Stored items
□ □ □ □

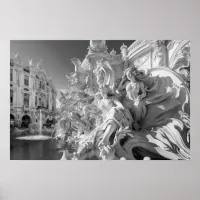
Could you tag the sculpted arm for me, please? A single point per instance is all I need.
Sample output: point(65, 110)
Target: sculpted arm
point(144, 94)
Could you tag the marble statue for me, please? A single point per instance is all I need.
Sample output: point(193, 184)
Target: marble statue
point(115, 111)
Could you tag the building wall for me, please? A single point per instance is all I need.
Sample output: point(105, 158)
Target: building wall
point(17, 85)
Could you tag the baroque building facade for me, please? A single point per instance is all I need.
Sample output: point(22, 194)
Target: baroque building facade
point(30, 90)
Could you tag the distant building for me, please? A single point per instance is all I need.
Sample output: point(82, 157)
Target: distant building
point(30, 90)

□ □ □ □

> Requirement
Above are some records; copy each line there that contains "single".

> Answer to the problem
Could you tag the sculpted arm for me, please? A single point per instance is all I need.
Could you tag the marble statue for me, please? A single point per instance is all I need.
Could you tag the building wall for me, please? A single point per instance is all I need.
Could you tag the baroque building facade for me, please? A single point per instance is all I need.
Could you tag the distant building for me, please? A single point per instance is all I need.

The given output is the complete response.